(WHAT IS REQUIRED):
Write out every line of the material as it stands, apart from the pictures.

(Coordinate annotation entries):
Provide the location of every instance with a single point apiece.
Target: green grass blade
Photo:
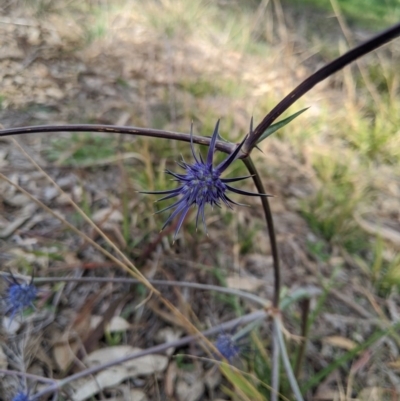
(274, 127)
(317, 378)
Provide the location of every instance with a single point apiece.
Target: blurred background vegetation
(334, 171)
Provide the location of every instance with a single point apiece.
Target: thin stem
(27, 376)
(205, 287)
(286, 361)
(258, 315)
(305, 306)
(115, 129)
(270, 225)
(277, 280)
(275, 364)
(318, 77)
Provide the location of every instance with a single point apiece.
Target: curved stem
(277, 279)
(317, 77)
(270, 225)
(115, 129)
(124, 280)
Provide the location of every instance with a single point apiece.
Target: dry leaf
(189, 392)
(64, 353)
(144, 365)
(107, 378)
(371, 394)
(340, 342)
(132, 395)
(244, 283)
(116, 324)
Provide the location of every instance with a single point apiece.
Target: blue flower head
(201, 184)
(21, 396)
(19, 295)
(227, 346)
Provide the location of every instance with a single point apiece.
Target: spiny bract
(202, 184)
(19, 296)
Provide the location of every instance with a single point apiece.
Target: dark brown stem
(270, 225)
(317, 77)
(115, 129)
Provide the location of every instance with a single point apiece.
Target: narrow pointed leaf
(211, 149)
(273, 128)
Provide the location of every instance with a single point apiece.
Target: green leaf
(319, 376)
(274, 127)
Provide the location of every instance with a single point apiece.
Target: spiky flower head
(201, 184)
(19, 295)
(21, 396)
(227, 346)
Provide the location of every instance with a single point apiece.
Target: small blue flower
(227, 346)
(19, 295)
(21, 396)
(201, 184)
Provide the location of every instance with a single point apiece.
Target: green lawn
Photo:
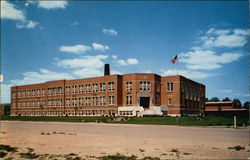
(183, 121)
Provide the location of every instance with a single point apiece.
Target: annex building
(135, 94)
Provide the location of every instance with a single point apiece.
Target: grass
(2, 154)
(182, 121)
(29, 155)
(118, 156)
(186, 121)
(8, 148)
(237, 148)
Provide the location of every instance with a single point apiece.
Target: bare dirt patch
(95, 140)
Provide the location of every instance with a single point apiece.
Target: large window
(67, 102)
(111, 100)
(95, 87)
(102, 100)
(128, 100)
(54, 91)
(111, 86)
(88, 88)
(68, 90)
(145, 86)
(81, 89)
(74, 89)
(59, 90)
(170, 101)
(74, 102)
(87, 101)
(102, 87)
(128, 86)
(158, 87)
(80, 101)
(95, 101)
(170, 87)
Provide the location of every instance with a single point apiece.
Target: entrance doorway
(144, 102)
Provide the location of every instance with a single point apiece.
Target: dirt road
(141, 140)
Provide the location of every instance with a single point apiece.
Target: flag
(175, 59)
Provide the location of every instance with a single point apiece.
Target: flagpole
(177, 67)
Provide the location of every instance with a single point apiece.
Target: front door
(144, 102)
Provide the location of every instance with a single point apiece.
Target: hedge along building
(136, 94)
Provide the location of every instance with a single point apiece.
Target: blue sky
(44, 41)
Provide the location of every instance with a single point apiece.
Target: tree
(41, 107)
(237, 103)
(226, 99)
(214, 99)
(246, 105)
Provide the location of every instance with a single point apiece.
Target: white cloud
(88, 72)
(110, 32)
(27, 24)
(75, 23)
(10, 11)
(225, 38)
(116, 72)
(52, 4)
(186, 73)
(114, 57)
(100, 47)
(42, 76)
(84, 62)
(79, 48)
(129, 61)
(207, 59)
(226, 91)
(5, 93)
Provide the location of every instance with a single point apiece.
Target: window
(80, 101)
(59, 90)
(33, 92)
(170, 101)
(95, 87)
(87, 101)
(67, 102)
(102, 87)
(111, 86)
(74, 102)
(38, 92)
(81, 88)
(95, 101)
(68, 90)
(170, 87)
(145, 86)
(102, 100)
(49, 91)
(158, 87)
(74, 89)
(186, 92)
(88, 88)
(43, 91)
(23, 94)
(128, 86)
(128, 100)
(111, 100)
(54, 91)
(157, 100)
(28, 93)
(59, 102)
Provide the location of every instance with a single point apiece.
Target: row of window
(87, 88)
(81, 101)
(68, 112)
(191, 93)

(RESULT OF THIS TASK):
Provide the location of every instance with a single point apiece.
Target: green grass blade
Photo:
(274, 127)
(317, 378)
Provide the location of every instance with a single point apiece.
Target: blurred background vegetation
(334, 171)
Provide the location of every instance with a single point apiece.
Target: thin stem
(27, 376)
(205, 287)
(286, 361)
(258, 315)
(305, 306)
(115, 129)
(270, 225)
(277, 280)
(275, 364)
(318, 77)
Provide the location of every instance with a single point apiece.
Target: curved stem
(277, 279)
(317, 77)
(270, 225)
(115, 129)
(124, 280)
Provide the location of every instance with a single point apiece.
Target: dry leaf
(189, 392)
(64, 353)
(144, 365)
(107, 378)
(371, 394)
(340, 342)
(132, 395)
(244, 283)
(116, 324)
Provide the location of every instance with a single point apiece.
Target: blue flower head
(201, 184)
(21, 396)
(19, 295)
(227, 346)
Provide the location of every instance with a single point apiece.
Target: spiny bract
(202, 184)
(19, 296)
Provide the location of every instance with a single point apiece.
Target: dark brown stem
(270, 225)
(317, 77)
(115, 129)
Provide the location of every instance with a single point apiece.
Target: narrow pointed leaf
(211, 149)
(273, 128)
Provide the location of every instance with a single point apiece.
Target: green leaf
(319, 376)
(274, 127)
Provide the location of every instance with a single point apiece.
Target: spiky flower head
(201, 184)
(19, 295)
(21, 396)
(227, 346)
Provide the location of every instance with a single point apiece.
Target: small blue flower
(227, 346)
(19, 295)
(21, 396)
(201, 184)
Provide the location of every instance with a single point apiece.
Target: green lawn
Photo:
(183, 121)
Provide the location of every instance with a single point apiece.
Target: annex building
(135, 94)
Provide the location of every instance with a single point apiece.
Target: grass
(2, 154)
(182, 121)
(29, 155)
(118, 156)
(186, 121)
(8, 148)
(237, 148)
Provide the location of every instance with a single point apiece.
Target: bare dirt patch
(95, 140)
Provide the location of every instance with a single point apiece.
Target: large window
(67, 102)
(111, 100)
(95, 87)
(102, 100)
(128, 100)
(54, 91)
(111, 86)
(88, 88)
(68, 90)
(145, 86)
(81, 89)
(74, 89)
(59, 90)
(170, 101)
(74, 102)
(87, 101)
(102, 87)
(128, 86)
(158, 87)
(80, 101)
(95, 101)
(170, 87)
Provide the location of every instance with a single point apiece.
Target: entrance doorway
(144, 102)
Provide the location of every instance with a single point apiece.
Target: dirt road
(141, 140)
Provide the location of every instance with a single point apiece.
Target: flag
(175, 59)
Provide the location of every instance with a single point apiece.
Target: flagpole
(177, 67)
Provide the location of every instance with a single point apiece.
Target: front door
(144, 102)
Provide the location of every instance with a single point apiece.
Target: hedge along building
(136, 94)
Provide the location of every instance with a single point apiece.
Target: blue sky
(44, 41)
Provide the location of every instance with a single point apiece.
Target: tree
(41, 107)
(237, 103)
(226, 99)
(214, 99)
(246, 105)
Provide the location of every instance with a single point apiece.
Target: white cloud
(88, 72)
(110, 32)
(27, 24)
(75, 23)
(10, 11)
(225, 38)
(116, 72)
(52, 4)
(186, 73)
(114, 57)
(100, 47)
(42, 76)
(84, 62)
(79, 48)
(129, 61)
(207, 59)
(226, 91)
(5, 93)
Provide the location of every instance with a single point apiece.
Target: window
(80, 101)
(59, 90)
(33, 92)
(170, 101)
(95, 87)
(87, 101)
(67, 102)
(102, 87)
(111, 86)
(74, 102)
(38, 92)
(81, 88)
(95, 101)
(68, 90)
(170, 87)
(145, 86)
(102, 100)
(49, 91)
(158, 87)
(74, 89)
(186, 92)
(88, 88)
(43, 91)
(23, 94)
(128, 86)
(128, 100)
(111, 100)
(54, 91)
(157, 100)
(28, 93)
(59, 102)
Provide the location of every instance with a single point apiece.
Target: row of window
(87, 88)
(81, 101)
(68, 112)
(191, 93)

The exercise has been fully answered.